**What you need to do:** For each record, copy the text exactly and omit any picture it holds.
....
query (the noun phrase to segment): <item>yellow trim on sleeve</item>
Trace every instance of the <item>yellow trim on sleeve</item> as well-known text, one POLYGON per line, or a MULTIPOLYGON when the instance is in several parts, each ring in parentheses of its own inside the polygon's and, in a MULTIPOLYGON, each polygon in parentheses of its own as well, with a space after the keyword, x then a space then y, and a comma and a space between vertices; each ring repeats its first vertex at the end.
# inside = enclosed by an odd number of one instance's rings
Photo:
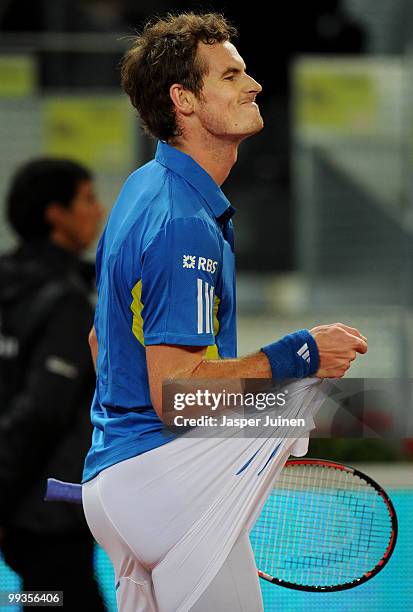
POLYGON ((143 337, 143 319, 142 319, 143 304, 141 302, 142 280, 139 280, 136 283, 131 293, 133 297, 132 304, 130 305, 130 309, 133 314, 132 332, 135 338, 142 344, 142 346, 145 346, 145 341, 143 337))
MULTIPOLYGON (((143 337, 143 319, 142 319, 142 309, 143 304, 141 302, 141 294, 142 294, 142 280, 139 280, 136 285, 133 287, 132 291, 132 303, 130 305, 130 309, 133 314, 132 321, 132 332, 135 338, 145 346, 145 340, 143 337)), ((214 336, 217 337, 219 333, 219 321, 218 321, 218 308, 221 300, 217 295, 214 296, 214 336)), ((216 344, 213 346, 208 346, 205 359, 221 359, 218 347, 216 344)))
MULTIPOLYGON (((219 303, 220 303, 220 299, 217 295, 214 295, 214 336, 215 338, 218 336, 219 333, 219 321, 218 321, 218 308, 219 308, 219 303)), ((218 347, 216 344, 214 344, 213 346, 208 346, 207 351, 205 353, 205 359, 221 359, 219 352, 218 352, 218 347)))

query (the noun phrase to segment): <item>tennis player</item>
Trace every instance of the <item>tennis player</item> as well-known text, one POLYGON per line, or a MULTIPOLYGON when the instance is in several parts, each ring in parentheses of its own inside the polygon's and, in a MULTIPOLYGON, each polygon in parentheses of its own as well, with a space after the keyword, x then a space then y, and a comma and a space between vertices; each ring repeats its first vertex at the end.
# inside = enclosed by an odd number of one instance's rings
POLYGON ((122 612, 262 610, 248 530, 288 456, 306 452, 305 440, 274 435, 172 435, 162 382, 297 378, 290 409, 312 414, 320 379, 343 376, 367 351, 357 329, 337 323, 237 358, 235 211, 220 186, 263 120, 261 86, 234 35, 217 14, 168 16, 145 27, 123 62, 123 87, 159 143, 124 184, 98 246, 83 476, 86 518, 113 562, 122 612))

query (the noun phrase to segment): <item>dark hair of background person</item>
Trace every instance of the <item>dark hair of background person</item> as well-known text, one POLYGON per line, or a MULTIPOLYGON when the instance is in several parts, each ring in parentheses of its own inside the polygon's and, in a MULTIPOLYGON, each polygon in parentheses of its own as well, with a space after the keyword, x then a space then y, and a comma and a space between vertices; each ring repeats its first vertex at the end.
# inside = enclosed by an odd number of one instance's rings
POLYGON ((123 59, 122 86, 147 133, 161 140, 181 134, 171 85, 180 83, 199 97, 208 66, 197 59, 198 43, 221 43, 236 34, 218 13, 170 14, 146 24, 123 59))
POLYGON ((37 159, 24 164, 14 175, 6 196, 6 216, 24 241, 47 237, 51 226, 45 210, 55 202, 66 208, 79 183, 92 179, 84 166, 66 159, 37 159))

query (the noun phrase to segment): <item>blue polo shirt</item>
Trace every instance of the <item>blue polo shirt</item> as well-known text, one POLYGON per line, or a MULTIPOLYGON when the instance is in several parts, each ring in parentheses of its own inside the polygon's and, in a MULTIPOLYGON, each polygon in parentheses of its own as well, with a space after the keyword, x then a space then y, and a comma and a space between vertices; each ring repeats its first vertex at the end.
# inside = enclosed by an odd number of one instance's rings
POLYGON ((125 182, 99 241, 99 344, 83 482, 174 437, 151 405, 145 346, 236 357, 235 212, 191 157, 159 142, 125 182))

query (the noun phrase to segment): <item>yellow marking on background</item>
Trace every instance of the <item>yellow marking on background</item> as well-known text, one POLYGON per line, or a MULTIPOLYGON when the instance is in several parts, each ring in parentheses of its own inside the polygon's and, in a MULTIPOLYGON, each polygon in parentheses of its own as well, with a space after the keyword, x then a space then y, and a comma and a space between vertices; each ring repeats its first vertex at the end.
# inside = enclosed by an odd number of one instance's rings
POLYGON ((123 172, 133 164, 133 116, 124 96, 49 97, 43 113, 47 154, 102 172, 123 172))
POLYGON ((36 92, 37 64, 27 55, 0 57, 0 97, 20 98, 36 92))
POLYGON ((299 66, 294 89, 298 126, 360 133, 371 130, 377 121, 379 96, 367 69, 299 66))

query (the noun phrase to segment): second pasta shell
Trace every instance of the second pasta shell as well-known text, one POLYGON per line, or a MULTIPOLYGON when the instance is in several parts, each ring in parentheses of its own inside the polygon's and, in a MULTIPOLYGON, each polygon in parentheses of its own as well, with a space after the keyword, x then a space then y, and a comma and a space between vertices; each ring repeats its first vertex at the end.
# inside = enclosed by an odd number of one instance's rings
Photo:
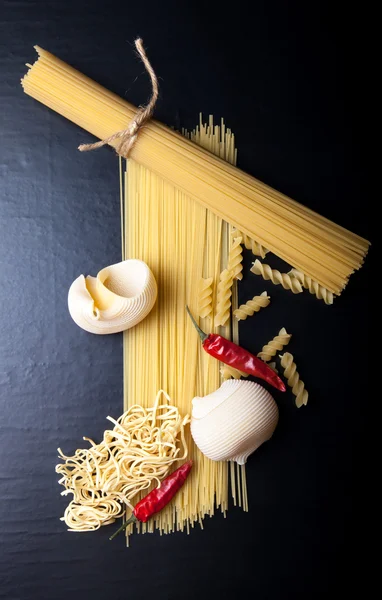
....
**Finished exercise:**
query (the noun phrase to segment): <item>yellow trim on sleeve</item>
Trace every instance of the <item>yellow trim on sleeve</item> as well-known text, one POLYGON per line, or a MULTIPOLYGON when the instance is in several parts, each ring in parentheses of its own inside the polygon's and, in a MULTIPOLYGON, each polygon in parentheses of its own as well, with a space after the keyword, x then a space then y, and a comma and a space between vertices; each ring repeats its first vertex at the end.
# inside = enclosed by an odd number of one instance's rings
Photo:
POLYGON ((143 337, 143 319, 142 319, 143 304, 141 302, 142 280, 139 280, 136 283, 131 293, 133 297, 132 304, 130 305, 130 309, 133 314, 132 332, 135 338, 142 344, 142 346, 145 346, 145 341, 143 337))
MULTIPOLYGON (((143 337, 143 319, 142 319, 142 309, 143 304, 141 302, 141 294, 142 294, 142 280, 139 280, 136 285, 133 287, 132 291, 132 303, 130 305, 130 309, 133 314, 132 321, 132 332, 135 338, 145 346, 145 340, 143 337)), ((214 336, 217 337, 219 333, 219 321, 218 321, 218 308, 221 300, 217 295, 214 296, 214 336)), ((216 344, 213 346, 208 346, 205 359, 221 359, 218 347, 216 344)))
MULTIPOLYGON (((219 303, 220 303, 220 299, 217 295, 214 295, 214 336, 215 338, 218 336, 219 333, 219 321, 218 321, 218 308, 219 308, 219 303)), ((218 347, 216 344, 214 344, 213 346, 208 346, 207 351, 205 353, 205 359, 221 359, 219 352, 218 352, 218 347)))

query (the noun phrase to segment): <item>tennis player</item>
Trace every instance of the <item>tennis player</item> as well-known text, one POLYGON per line, or a MULTIPOLYGON when the instance is in several parts, each ring in parentheses of its own inside the polygon's and, in a MULTIPOLYGON, each polygon in parentheses of its own as well, with a space after the keyword, x then a space then y, and a comma and a space between vertices; each ring repeats its first vertex at the end.
# inside = enclosed by an odd number of one instance's rings
POLYGON ((122 612, 262 610, 248 530, 288 456, 306 452, 305 440, 274 435, 172 435, 162 382, 297 378, 290 409, 312 414, 320 379, 343 376, 367 351, 357 329, 337 323, 237 358, 235 211, 220 186, 263 120, 261 86, 234 35, 217 14, 168 16, 145 27, 123 62, 123 87, 159 143, 124 184, 98 246, 83 476, 86 518, 113 562, 122 612))

query (the noun phrase to segment): <item>dark hair of background person</item>
Trace every instance of the <item>dark hair of background person</item> as well-known text, one POLYGON per line, or a MULTIPOLYGON when the instance is in several parts, each ring in parentheses of its own inside the polygon's and, in a MULTIPOLYGON, each polygon in parentheses of its own as well, with a space after the keyword, x then a space then y, and a comma and a space between vertices; each ring repeats its first vertex at the end.
# inside = enclosed by an odd number of one instance's rings
POLYGON ((123 59, 122 86, 147 133, 161 140, 181 134, 171 85, 180 83, 199 97, 208 66, 197 59, 198 43, 221 43, 236 34, 218 13, 170 14, 146 24, 123 59))
POLYGON ((37 159, 24 164, 14 175, 6 196, 6 216, 24 241, 47 237, 51 226, 45 210, 55 202, 66 208, 79 183, 92 179, 84 166, 66 159, 37 159))

query (the noun phrase to segment): <item>blue polo shirt</item>
Trace every instance of the <item>blue polo shirt</item> as well-known text, one POLYGON per line, or a MULTIPOLYGON when the instance is in several parts, each ring in parentheses of its own inside the polygon's and, in a MULTIPOLYGON, each polygon in parentheses of its own as well, with a space after the keyword, x then a space then y, and a comma and a space between vertices; each ring repeats its first vertex at the end.
# inside = enclosed by an odd number of one instance's rings
POLYGON ((125 182, 99 241, 99 344, 83 482, 174 437, 151 405, 145 346, 236 357, 235 212, 191 157, 159 142, 125 182))

query (the noun phrase to segment): <item>yellow marking on background</item>
Trace every instance of the <item>yellow marking on background</item> as well-known text, one POLYGON per line, or a MULTIPOLYGON when the instance is in several parts, each ring in parentheses of its own inside the polygon's and, in a MULTIPOLYGON, each polygon in parentheses of its own as well, with a space after the keyword, x then a space then y, and a comma and a space between vertices; each ring repeats its first vertex at the end.
# inside = enclosed by an odd number of one instance's rings
POLYGON ((123 172, 133 164, 133 116, 124 96, 49 97, 43 113, 47 154, 102 172, 123 172))
POLYGON ((36 92, 37 64, 27 55, 0 57, 0 97, 20 98, 36 92))
POLYGON ((299 66, 294 89, 298 126, 360 133, 371 130, 377 121, 379 96, 367 69, 299 66))

query (the noun phrase to segment): second pasta shell
Trace every instance of the second pasta shell as well-known text, one POLYGON per line, or a MULTIPOLYGON when the instance is in several parts, each ring in parentheses of its own inside the polygon's and, in a MULTIPOLYGON, each polygon in parentheses of its own as well, with a space after the keyword, x then a space then y, and a comma and a space between vertices; each ring repeats its first vertex at the end.
# inside = enclosed by an odd number of one instance's rings
Photo:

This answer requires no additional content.